EXTRACT PROVIDED
Studio album by Francesco Guccini
- Released: 4 February 2000
- Genre: Italian singer-songwriter
- Length: 42:18
- Label: EMI

Francesco Guccini chronology
| Guccini Live Collection (1998) | Stagioni (2000) | Francesco Guccini Live @ RTSI (2001) |

= Stagioni =

Stagioni is the nineteenth album by Italian singer-songwriter Francesco Guccini. The title means seasons, and three of the songs of the album are named after a season. It was released in 2000 by EMI, and was at the top of the Italian album chart for one week.

==Overview==
Stagioni ("seasons") was released on February 4, 2000, four years after Guccini's last studio album, D'amore di morte e di altre sciocchezze. It consists of nine songs, three of which were named after a season: "Autunno" (autumn), "Primavera '59" (spring '59) and Inverno '60 (winter '60). "Ho ancora la forza" was written and sang together with Luciano Ligabue, another singer-songwriter from Emilia-Romagna; it received the 2000 Targa Tenco best song award. The title track was about the death of Ernesto "Che" Guevara, a figure Guccini sang about also in his next album, Ritratti. Guccini said the first attempt at writing it was in 1968, but he stopped at half a verse; he was encouraged in finishing the song by the good reception those few lines received at one of his concerts. "Addio" was a bitter song, attacking the "horizon full of dwarfs and dancers"; it was seen by some as akin to "L'avvelenata", one of his most famous songs. In "Don Chisciotte" Guccini was the voice of Don Quixote, in a duet with Juan Carlos Biondini as Sancho Panza. The song "E un giorno..." was dedicated to his daughter, the second one after "Culodritto" (from his 1987 album Signora Bovary).

EXTRACTED MATERIAL
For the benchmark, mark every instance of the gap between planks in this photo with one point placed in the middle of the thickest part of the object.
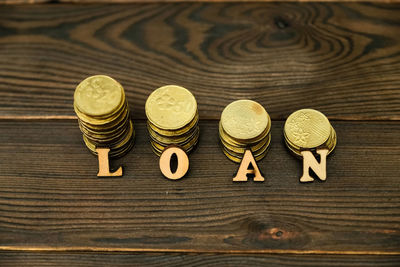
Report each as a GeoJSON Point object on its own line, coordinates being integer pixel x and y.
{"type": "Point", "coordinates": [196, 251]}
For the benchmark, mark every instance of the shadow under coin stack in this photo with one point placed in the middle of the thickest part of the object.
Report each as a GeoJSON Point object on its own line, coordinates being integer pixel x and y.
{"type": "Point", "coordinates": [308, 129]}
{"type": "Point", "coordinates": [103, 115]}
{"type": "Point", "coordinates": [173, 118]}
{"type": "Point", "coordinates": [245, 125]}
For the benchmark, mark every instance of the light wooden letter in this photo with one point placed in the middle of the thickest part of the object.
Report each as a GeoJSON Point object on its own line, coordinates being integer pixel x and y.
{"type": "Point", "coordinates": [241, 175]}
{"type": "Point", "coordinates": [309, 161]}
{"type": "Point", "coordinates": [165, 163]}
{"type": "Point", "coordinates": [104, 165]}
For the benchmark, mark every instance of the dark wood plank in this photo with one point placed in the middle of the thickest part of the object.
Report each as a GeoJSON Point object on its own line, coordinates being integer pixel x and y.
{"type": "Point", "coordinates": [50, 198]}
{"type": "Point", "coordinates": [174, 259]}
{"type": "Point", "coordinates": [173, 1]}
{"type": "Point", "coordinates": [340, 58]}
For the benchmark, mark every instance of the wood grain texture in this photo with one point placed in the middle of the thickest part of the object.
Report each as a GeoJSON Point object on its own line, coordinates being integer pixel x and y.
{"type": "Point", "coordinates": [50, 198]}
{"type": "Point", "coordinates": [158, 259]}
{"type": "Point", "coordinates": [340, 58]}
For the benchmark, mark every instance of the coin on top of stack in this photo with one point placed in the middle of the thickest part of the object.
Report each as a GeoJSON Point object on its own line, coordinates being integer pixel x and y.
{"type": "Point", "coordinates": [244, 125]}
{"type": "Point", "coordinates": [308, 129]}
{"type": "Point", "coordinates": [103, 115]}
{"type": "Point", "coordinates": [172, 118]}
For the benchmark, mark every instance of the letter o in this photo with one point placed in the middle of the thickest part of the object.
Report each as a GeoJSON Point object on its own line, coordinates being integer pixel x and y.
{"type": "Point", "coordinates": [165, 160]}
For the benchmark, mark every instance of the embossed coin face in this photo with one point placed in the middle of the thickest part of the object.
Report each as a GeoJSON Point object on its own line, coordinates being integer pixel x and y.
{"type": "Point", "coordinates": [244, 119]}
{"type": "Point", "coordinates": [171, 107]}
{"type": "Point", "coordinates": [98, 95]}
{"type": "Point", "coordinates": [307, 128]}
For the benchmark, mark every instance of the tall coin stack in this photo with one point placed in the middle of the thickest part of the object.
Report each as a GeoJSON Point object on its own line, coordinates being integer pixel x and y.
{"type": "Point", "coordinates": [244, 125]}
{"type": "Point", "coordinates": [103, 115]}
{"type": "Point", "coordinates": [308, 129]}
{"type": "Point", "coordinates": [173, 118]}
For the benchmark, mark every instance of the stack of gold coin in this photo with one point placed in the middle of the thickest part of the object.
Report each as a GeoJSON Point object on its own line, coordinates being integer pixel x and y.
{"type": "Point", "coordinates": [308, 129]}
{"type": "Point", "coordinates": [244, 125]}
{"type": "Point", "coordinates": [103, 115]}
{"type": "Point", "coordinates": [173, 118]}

--

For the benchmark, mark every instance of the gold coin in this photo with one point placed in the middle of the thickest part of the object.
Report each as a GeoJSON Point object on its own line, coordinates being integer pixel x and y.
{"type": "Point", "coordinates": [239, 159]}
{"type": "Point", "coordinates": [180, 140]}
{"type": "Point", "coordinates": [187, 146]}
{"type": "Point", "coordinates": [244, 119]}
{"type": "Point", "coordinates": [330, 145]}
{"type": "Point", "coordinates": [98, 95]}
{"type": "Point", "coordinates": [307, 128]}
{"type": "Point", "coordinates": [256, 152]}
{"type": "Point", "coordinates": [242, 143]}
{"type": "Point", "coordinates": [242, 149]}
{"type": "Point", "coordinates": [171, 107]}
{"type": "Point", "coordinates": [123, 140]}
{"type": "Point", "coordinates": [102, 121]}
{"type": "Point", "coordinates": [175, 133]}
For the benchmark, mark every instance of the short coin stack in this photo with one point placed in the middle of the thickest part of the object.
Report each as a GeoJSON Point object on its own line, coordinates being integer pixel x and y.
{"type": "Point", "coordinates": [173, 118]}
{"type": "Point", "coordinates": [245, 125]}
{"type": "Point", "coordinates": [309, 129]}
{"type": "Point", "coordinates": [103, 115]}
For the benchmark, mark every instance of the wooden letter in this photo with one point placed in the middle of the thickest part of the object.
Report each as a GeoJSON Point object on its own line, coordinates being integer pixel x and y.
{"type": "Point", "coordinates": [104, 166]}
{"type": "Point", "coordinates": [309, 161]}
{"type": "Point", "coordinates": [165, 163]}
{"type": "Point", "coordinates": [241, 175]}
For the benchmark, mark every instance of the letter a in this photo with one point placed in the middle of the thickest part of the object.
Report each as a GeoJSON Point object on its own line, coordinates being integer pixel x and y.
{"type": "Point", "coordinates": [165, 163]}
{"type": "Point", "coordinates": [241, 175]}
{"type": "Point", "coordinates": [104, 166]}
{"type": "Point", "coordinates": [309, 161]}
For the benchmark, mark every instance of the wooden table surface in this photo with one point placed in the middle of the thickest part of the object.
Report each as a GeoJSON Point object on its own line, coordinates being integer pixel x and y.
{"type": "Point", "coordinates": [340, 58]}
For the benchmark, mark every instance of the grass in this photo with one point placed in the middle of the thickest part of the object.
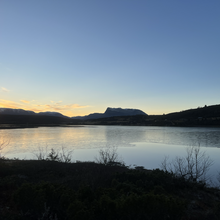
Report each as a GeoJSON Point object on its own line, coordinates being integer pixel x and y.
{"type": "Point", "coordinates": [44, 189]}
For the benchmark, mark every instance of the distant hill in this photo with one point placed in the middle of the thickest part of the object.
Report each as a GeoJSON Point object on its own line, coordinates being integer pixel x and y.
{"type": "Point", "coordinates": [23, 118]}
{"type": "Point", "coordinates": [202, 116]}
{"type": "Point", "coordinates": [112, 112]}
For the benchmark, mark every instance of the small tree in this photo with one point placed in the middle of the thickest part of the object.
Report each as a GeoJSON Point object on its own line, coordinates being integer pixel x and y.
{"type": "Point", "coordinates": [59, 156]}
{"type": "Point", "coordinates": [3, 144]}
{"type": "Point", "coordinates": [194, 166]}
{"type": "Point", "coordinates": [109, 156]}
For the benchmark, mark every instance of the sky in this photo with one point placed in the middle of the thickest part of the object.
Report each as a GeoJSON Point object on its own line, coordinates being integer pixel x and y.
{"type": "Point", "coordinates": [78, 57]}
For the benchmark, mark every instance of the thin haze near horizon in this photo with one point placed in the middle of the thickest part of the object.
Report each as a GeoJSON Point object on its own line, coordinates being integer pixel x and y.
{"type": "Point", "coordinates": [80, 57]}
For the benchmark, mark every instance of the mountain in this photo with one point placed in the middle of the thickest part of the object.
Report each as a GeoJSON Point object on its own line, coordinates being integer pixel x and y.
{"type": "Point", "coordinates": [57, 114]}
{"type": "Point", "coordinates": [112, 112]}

WORK TO COMPLETE
**1.** Please condense the paragraph of the Stagioni article that begins "Stagioni is the nineteenth album" into a short bulleted list that keeps its main facts.
**2.** In the Stagioni article, which song won the 2000 Targa Tenco best song award?
The entries have no connection to the Stagioni article.

ANSWER LIST
**1.**
- Nineteenth album by Italian singer-songwriter Francesco Guccini
- Title means "seasons," and three of its songs are named after a season
- Released by EMI in 2000
- Spent one week at the top of the Italian album chart

**2.** "Ho ancora la forza," written and sung with Luciano Ligabue.